[Reading text]:
>> start

[tvm] branch main updated: [BugFix][TIR] Fix multi-grouped multi-warp allreduce (#15399)

tqchen Tue, 25 Jul 2023 07:55:52 -0700

This is an automated email from the ASF dual-hosted git repository.

tqchen pushed a commit to branch main
in repository https://gitbox.apache.org/repos/asf/tvm.git



The following commit(s) were added to refs/heads/main by this push:
     new 236eb31f09 [BugFix][TIR] Fix multi-grouped multi-warp allreduce 
(#15399)
236eb31f09 is described below

commit 236eb31f09e998ade8bbb395cf6b9de1032dd9c3
Author: Ruihang Lai <[email protected]>
AuthorDate: Tue Jul 25 07:54:49 2023 -0700

    [BugFix][TIR] Fix multi-grouped multi-warp allreduce (#15399)
    
    PR #15327 and #15373 introduced multi-warp allreduce implementation.
    At the time of the introduction, I tested the correctness numerically
    via the workload of "taking a matrix of ones as input, computing the
    summation over each row". Both PR passed this numerical tess, while
    I didn't realize that this test is not complete and cannot guarantee
    the correctness.
    
    The previous implementation has bug which can be tested by turning
    the input matrix from ones to random floating-point numbers. This will
    expose the issues of the previous implementation.

>> end

[Given material]:
>> start

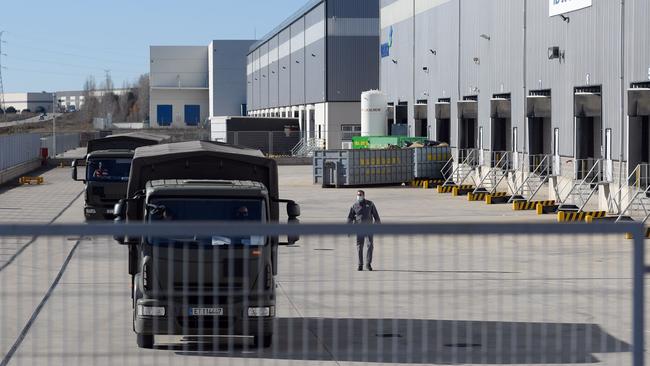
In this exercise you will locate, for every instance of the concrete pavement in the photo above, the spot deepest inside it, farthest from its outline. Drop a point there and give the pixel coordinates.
(432, 299)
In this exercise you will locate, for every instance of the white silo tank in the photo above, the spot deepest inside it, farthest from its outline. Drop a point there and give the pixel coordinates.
(373, 113)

>> end

[Exercise requirements]: In the commit message above, what change to the input matrix exposes the bug in the previous implementation?

[Final result]: Turning the input matrix from ones to random floating-point numbers.